**INSTRUCTIONS FOR THE TASK**
Report every line of the entries below that contains the string "rough", matching case exactly.
--- --- ---
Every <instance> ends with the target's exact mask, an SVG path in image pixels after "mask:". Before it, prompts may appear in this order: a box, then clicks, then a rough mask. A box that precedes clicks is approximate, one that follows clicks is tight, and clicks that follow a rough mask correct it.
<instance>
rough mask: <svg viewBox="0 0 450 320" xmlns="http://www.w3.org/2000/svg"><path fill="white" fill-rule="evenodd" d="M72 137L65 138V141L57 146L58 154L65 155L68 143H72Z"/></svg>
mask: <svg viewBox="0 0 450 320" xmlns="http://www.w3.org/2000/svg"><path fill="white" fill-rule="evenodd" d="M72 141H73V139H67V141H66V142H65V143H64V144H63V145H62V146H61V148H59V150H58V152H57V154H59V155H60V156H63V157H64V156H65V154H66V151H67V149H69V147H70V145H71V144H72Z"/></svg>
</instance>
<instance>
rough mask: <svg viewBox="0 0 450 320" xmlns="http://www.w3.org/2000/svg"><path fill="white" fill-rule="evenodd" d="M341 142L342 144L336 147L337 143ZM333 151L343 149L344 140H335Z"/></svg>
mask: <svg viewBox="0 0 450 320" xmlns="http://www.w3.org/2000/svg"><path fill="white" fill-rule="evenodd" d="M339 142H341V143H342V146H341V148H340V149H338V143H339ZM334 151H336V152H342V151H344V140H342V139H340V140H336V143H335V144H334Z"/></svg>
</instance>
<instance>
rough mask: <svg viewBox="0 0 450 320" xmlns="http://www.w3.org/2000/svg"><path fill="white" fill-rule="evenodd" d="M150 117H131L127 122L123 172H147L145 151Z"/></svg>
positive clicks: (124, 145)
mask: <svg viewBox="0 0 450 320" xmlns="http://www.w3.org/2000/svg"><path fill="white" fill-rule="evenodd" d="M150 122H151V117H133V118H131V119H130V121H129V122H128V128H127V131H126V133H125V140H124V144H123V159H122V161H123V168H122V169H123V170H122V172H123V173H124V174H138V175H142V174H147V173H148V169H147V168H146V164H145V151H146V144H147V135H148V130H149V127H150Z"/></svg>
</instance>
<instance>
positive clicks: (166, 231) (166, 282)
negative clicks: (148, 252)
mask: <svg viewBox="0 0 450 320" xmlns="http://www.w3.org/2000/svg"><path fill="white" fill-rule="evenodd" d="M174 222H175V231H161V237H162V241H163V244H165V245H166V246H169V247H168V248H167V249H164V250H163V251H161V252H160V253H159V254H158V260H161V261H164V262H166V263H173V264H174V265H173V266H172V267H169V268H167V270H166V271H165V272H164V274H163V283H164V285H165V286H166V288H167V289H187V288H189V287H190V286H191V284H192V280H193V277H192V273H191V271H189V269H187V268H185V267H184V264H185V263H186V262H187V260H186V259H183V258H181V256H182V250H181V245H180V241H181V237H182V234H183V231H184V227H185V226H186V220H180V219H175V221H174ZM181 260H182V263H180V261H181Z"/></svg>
--- --- ---
**SOLUTION FOR THIS TASK**
Every <instance> ends with the target's exact mask, an SVG path in image pixels after "mask:". Before it, prompts may appear in this order: a box, then clicks, then a rough mask. A box that precedes clicks is approximate, one that follows clicks is tight, and clicks that follow a rough mask correct it.
rough mask: <svg viewBox="0 0 450 320" xmlns="http://www.w3.org/2000/svg"><path fill="white" fill-rule="evenodd" d="M72 137L65 138V141L57 146L58 154L65 155L68 143H72Z"/></svg>
rough mask: <svg viewBox="0 0 450 320" xmlns="http://www.w3.org/2000/svg"><path fill="white" fill-rule="evenodd" d="M341 142L342 144L336 147L337 143ZM333 151L343 149L344 140H335Z"/></svg>
rough mask: <svg viewBox="0 0 450 320" xmlns="http://www.w3.org/2000/svg"><path fill="white" fill-rule="evenodd" d="M150 117H131L127 122L123 172H147L145 151Z"/></svg>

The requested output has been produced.